### EXERCISE DIRECTIONS:
Reproduce, word for word, every line starting at the line that contains "Where can the horse's body" and ending with the final line of the entries.

(Stored data entries)

+===+

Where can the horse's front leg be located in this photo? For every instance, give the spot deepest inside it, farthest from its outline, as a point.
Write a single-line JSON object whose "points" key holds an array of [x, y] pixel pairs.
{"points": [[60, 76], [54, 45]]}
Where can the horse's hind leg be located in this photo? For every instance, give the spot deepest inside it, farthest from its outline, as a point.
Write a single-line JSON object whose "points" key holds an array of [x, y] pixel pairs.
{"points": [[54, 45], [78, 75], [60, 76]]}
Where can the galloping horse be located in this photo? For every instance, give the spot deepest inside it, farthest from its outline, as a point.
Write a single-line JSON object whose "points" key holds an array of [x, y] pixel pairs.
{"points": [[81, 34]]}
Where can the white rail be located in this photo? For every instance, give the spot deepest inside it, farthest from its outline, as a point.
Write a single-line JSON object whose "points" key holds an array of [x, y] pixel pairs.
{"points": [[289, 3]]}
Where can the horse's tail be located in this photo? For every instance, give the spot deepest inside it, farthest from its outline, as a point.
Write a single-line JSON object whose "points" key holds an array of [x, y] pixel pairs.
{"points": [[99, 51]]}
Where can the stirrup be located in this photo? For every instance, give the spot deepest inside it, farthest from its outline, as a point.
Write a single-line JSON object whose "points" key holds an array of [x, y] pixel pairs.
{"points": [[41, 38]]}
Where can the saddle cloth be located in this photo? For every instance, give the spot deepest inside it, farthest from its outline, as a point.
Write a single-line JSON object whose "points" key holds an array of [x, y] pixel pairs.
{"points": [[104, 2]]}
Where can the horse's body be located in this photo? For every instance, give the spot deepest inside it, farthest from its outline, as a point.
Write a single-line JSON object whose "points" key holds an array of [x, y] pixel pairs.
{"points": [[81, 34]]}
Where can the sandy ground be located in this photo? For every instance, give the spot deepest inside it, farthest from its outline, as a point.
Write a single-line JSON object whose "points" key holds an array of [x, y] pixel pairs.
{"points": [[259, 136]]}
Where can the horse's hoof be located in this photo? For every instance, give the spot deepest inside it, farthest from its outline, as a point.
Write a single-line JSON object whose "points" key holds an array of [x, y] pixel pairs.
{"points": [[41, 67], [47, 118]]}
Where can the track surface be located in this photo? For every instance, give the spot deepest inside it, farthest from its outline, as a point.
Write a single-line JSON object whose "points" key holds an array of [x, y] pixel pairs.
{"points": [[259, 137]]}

+===+

### ANSWER BELOW:
Where can the horse's body be located in this photo? For every instance, give the spot deepest inside it, farthest from its outline, as a point.
Write a single-line JSON object whose "points" key holds an array of [x, y] pixel pairs.
{"points": [[81, 34]]}
Where can the sandy ground be located in this photo? For every instance, give the spot deepest inside it, farthest from its outline, as a point.
Write a single-line JSON object whose "points" key holds an array of [x, y] pixel pairs.
{"points": [[259, 136]]}
Where can the horse's hoof be located in this photo? For every instance, give the spot deepest inside it, farthest from its outline, as a point.
Write a single-line JSON object whose "points" key holds an array of [x, y] pixel pairs.
{"points": [[41, 67], [47, 118]]}
Where can the track surface be located in this photo? For every instance, give the spot deepest inside it, farthest from its outline, as a point.
Write a single-line JSON object whose "points" key holds an array of [x, y] pixel pairs.
{"points": [[259, 137]]}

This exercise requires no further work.